▸ **Task directions**
Repeat word for word the part of the passage on big data in rail that begins at the words "The Digitisation of" and stops after "towards ‘smart railways´.".

▸ **Selection**

··········

Rail companies use data analytics daily to run everything from operations and maintenance to making key business decisions based on intelligence from the collected data. In the last 10 years, the emergence of the digital railway has incurred a demand for Big Data techniques to respond to an overwhelming surge in data collection capabilities and speed.
Largely, the UK rail sector has embraced this development and has begun implementing Big Data analysis and Data Science technologies to stay ahead of competitors and provide a better modern service to their customers while maintaining assets and efficiency.
The Digitisation of Rail
Historically, the rail industry has been criticised for lack of innovation, falling behind the times in many areas and failing to capitalise on emerging technologies. Certainly, this has been improving in recent years. Today, companies collect vast amounts of data from rail stakeholders who provide intelligence via computer systems, the Internet of Things (IoT) and Cloud computing, which constitutes the move towards ‘smart railways´.

··········

▸ **Material shown**
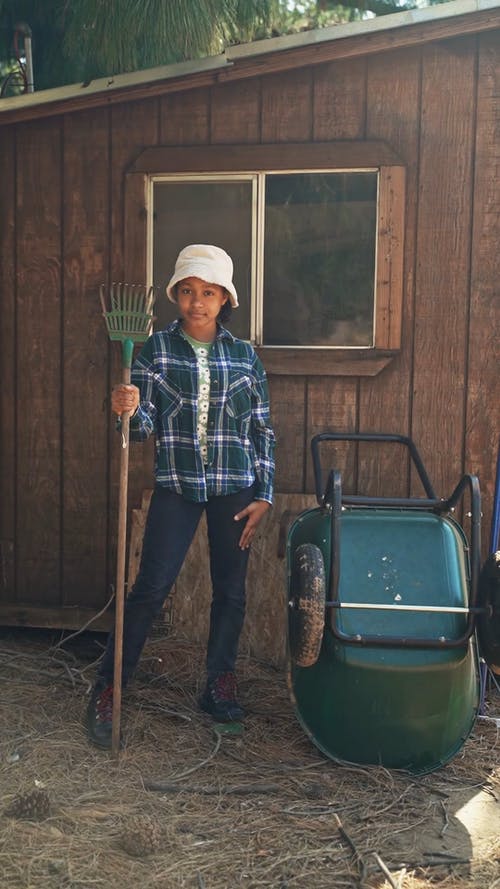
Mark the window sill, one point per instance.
(325, 362)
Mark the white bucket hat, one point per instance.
(211, 264)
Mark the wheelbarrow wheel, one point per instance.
(488, 623)
(306, 617)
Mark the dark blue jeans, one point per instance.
(170, 528)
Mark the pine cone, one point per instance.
(141, 835)
(34, 805)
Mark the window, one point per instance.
(316, 244)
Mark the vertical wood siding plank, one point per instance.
(134, 127)
(339, 113)
(7, 375)
(443, 256)
(287, 107)
(393, 115)
(483, 402)
(390, 246)
(185, 118)
(332, 407)
(86, 250)
(235, 114)
(340, 100)
(38, 362)
(287, 397)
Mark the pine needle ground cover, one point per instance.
(187, 806)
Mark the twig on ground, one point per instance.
(169, 787)
(385, 870)
(85, 625)
(350, 842)
(202, 763)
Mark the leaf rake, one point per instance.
(128, 313)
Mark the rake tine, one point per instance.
(103, 301)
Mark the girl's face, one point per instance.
(199, 302)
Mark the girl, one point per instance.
(203, 395)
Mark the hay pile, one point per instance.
(260, 809)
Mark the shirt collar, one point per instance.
(222, 332)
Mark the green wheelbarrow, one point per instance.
(384, 600)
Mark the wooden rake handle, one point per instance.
(127, 352)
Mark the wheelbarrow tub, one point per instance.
(400, 707)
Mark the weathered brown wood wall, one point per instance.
(62, 225)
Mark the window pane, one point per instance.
(319, 259)
(217, 213)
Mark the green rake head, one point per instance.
(129, 312)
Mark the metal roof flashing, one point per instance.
(447, 10)
(50, 101)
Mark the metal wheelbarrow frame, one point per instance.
(385, 675)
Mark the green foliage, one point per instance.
(78, 40)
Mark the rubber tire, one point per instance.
(306, 617)
(488, 623)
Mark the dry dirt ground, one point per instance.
(186, 807)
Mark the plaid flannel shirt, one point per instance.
(240, 438)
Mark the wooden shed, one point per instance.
(401, 117)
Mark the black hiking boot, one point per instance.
(219, 699)
(100, 715)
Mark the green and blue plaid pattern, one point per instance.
(239, 435)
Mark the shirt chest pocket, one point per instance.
(239, 397)
(170, 398)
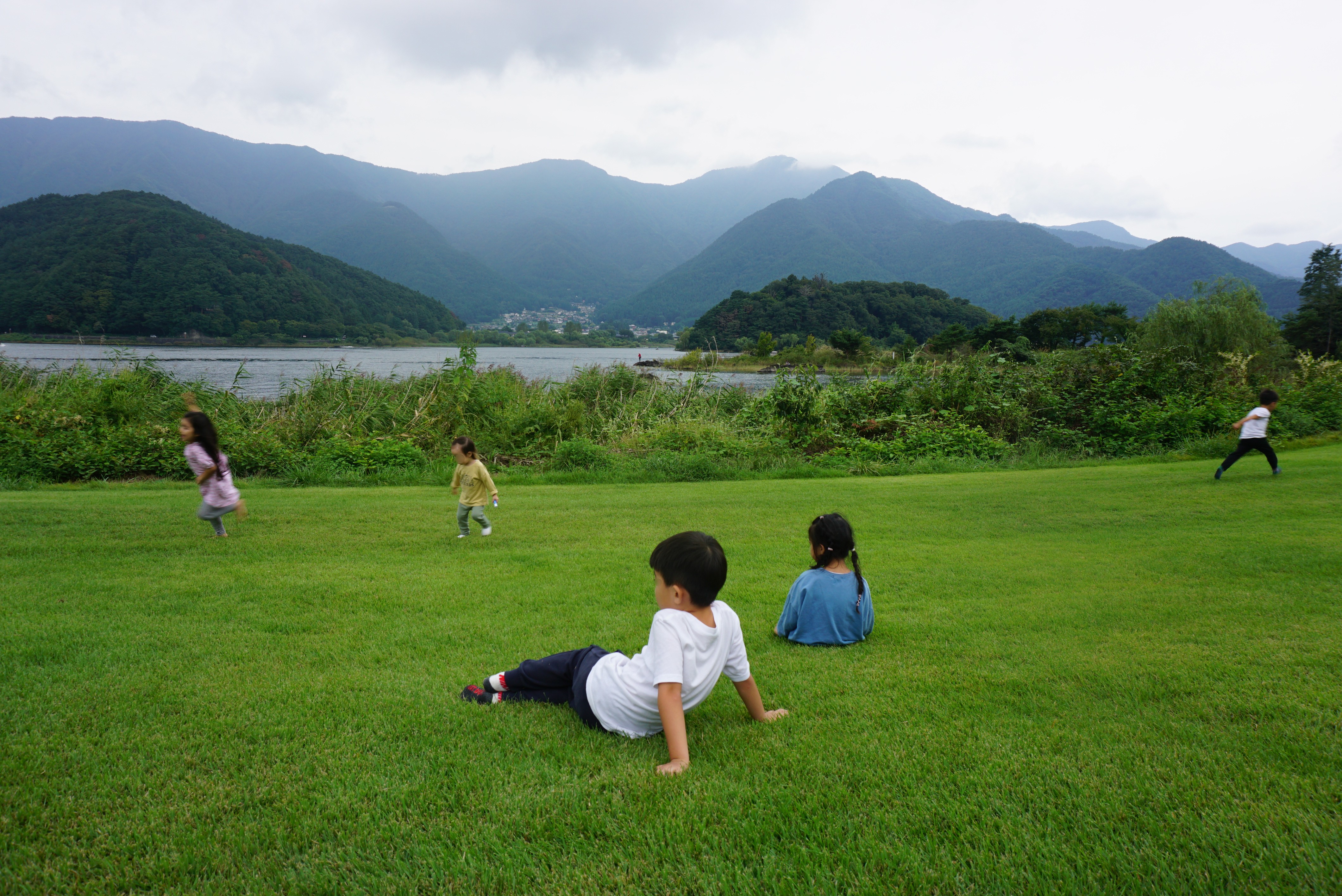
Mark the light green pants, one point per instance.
(463, 516)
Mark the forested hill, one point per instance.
(802, 306)
(861, 227)
(144, 265)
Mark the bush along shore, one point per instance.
(984, 408)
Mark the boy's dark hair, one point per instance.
(696, 563)
(835, 534)
(207, 438)
(467, 446)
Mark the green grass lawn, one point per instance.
(1094, 679)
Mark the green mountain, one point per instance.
(817, 308)
(143, 265)
(394, 242)
(563, 230)
(863, 228)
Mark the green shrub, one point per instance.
(371, 454)
(580, 454)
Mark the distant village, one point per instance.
(584, 314)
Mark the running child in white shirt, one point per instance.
(1254, 434)
(694, 639)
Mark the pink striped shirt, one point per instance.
(214, 491)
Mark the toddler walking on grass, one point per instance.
(694, 639)
(218, 493)
(474, 482)
(829, 604)
(1254, 434)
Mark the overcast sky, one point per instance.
(1210, 120)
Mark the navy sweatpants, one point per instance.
(560, 678)
(1246, 447)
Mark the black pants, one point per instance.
(1246, 447)
(560, 678)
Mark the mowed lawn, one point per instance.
(1120, 679)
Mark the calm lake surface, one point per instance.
(267, 372)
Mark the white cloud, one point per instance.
(1054, 192)
(1046, 110)
(463, 35)
(19, 80)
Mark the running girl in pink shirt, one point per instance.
(218, 494)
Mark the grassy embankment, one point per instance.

··········

▸ **Full answer**
The Digitisation of Rail
Historically, the rail industry has been criticised for lack of innovation, falling behind the times in many areas and failing to capitalise on emerging technologies. Certainly, this has been improving in recent years. Today, companies collect vast amounts of data from rail stakeholders who provide intelligence via computer systems, the Internet of Things (IoT) and Cloud computing, which constitutes the move towards ‘smart railways´.